Materials provided Start Marker

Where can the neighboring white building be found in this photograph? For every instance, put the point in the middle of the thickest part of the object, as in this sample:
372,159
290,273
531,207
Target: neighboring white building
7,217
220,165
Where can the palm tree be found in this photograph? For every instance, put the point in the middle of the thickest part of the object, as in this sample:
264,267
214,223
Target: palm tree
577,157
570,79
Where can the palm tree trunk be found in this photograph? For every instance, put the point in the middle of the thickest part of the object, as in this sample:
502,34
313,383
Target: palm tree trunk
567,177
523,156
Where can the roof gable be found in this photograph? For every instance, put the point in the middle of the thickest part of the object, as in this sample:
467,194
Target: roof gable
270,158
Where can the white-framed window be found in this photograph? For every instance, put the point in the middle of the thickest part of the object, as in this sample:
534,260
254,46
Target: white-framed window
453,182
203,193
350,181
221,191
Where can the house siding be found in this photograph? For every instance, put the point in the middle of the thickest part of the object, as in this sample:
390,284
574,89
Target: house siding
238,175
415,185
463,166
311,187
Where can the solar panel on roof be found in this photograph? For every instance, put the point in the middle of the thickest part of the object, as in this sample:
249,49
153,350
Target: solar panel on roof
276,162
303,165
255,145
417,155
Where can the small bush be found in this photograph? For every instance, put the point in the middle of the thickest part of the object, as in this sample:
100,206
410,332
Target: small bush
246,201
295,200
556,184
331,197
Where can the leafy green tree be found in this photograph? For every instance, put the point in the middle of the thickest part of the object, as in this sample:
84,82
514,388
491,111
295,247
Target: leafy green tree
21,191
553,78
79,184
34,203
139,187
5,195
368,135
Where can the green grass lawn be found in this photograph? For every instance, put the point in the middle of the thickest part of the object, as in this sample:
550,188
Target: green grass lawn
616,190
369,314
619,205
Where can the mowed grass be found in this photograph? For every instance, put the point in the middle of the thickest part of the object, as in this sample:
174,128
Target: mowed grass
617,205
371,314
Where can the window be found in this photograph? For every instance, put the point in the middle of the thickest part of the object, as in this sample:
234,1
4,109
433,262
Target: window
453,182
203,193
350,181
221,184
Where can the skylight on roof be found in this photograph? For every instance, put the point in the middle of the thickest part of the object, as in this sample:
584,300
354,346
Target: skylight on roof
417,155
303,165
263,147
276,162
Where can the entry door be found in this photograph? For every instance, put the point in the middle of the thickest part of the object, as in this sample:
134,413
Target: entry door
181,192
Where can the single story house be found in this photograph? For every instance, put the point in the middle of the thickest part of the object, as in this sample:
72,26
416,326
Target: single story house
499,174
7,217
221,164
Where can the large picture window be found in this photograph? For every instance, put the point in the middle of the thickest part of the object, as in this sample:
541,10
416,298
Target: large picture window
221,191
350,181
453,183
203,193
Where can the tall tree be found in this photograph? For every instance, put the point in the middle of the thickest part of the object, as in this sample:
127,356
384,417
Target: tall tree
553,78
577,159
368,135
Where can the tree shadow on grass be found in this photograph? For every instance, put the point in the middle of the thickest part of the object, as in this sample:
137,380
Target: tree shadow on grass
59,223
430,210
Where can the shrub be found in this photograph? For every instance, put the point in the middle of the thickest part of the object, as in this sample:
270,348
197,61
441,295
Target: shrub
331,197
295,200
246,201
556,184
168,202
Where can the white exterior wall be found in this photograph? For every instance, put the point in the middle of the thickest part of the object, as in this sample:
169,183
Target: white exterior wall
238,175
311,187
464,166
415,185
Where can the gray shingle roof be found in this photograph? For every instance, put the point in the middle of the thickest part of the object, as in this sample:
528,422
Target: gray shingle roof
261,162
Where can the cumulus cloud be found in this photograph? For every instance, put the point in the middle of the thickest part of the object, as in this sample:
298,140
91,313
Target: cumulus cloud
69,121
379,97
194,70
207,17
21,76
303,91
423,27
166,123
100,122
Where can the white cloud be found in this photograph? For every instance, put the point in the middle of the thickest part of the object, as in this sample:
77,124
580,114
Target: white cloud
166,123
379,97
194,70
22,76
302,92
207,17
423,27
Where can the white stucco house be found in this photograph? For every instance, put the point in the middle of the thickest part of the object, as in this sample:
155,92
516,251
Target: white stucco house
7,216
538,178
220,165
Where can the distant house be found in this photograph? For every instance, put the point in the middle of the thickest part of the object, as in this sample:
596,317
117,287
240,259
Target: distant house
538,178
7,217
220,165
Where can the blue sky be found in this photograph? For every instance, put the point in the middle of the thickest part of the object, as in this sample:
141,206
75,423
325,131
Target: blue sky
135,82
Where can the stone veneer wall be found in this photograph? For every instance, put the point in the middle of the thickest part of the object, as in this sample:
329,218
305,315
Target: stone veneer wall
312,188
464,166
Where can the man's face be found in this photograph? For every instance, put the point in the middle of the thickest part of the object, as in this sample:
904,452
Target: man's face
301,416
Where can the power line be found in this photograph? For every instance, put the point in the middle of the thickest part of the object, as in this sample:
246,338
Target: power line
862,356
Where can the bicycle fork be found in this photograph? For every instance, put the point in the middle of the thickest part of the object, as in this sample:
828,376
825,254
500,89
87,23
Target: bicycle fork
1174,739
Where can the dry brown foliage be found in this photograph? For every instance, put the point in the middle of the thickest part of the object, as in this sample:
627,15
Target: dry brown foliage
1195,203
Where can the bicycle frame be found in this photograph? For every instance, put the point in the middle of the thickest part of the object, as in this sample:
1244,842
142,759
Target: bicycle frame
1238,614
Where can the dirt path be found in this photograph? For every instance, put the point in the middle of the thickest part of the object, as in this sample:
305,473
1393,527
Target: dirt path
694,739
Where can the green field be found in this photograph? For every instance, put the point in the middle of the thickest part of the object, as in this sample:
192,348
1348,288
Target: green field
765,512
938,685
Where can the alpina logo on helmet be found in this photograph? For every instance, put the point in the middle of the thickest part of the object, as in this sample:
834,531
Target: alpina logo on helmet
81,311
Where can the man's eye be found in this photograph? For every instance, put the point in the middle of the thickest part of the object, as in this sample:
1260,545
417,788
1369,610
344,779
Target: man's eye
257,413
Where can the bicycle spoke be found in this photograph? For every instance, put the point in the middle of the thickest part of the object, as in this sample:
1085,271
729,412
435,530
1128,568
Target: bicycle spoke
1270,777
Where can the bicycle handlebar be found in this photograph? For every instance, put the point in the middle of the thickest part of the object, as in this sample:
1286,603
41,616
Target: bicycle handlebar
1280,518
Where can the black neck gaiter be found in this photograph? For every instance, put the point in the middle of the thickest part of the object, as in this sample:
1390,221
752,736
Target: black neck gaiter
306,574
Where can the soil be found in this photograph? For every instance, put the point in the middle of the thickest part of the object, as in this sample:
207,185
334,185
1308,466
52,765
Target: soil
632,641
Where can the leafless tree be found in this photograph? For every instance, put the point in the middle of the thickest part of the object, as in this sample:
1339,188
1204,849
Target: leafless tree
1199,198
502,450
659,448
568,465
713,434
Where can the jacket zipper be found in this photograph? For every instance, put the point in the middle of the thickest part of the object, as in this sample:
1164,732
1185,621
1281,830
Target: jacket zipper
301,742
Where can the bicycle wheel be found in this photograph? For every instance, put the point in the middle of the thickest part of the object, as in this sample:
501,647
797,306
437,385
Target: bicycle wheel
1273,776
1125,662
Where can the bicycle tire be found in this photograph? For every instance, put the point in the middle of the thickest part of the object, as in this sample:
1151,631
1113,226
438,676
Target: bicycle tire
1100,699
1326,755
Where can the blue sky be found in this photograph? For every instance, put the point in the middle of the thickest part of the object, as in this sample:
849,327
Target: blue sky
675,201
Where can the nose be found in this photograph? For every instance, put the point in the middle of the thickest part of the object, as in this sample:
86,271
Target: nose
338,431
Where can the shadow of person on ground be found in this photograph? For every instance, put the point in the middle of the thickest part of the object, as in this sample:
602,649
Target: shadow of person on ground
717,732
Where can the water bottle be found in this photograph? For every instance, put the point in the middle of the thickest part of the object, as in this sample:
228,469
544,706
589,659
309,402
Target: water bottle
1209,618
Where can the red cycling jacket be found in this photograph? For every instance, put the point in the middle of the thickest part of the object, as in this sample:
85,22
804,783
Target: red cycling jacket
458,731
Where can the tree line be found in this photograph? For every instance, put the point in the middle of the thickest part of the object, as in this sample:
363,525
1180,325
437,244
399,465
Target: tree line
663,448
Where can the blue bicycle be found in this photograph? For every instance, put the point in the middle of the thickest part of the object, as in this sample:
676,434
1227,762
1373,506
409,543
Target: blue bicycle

Materials provided End Marker

Your assignment
Everything from the line with "Target: red cycling jacket" to the end of the listing above needs to be duplicated exactly, both end lines included, with nothing more.

Task result
Target: red cycling jacket
458,731
Where can the tree line be found in this photograph? For every instance, put the point in the middle of the thickest part of the object, as in this sample:
363,525
1180,325
437,244
399,465
Target: tree line
663,448
Where can the blue bicycle be found in this photograph? For every instance, put the point in the middle of the thickest part of the object, as in this sample:
676,434
1227,762
1373,506
409,543
Target: blue bicycle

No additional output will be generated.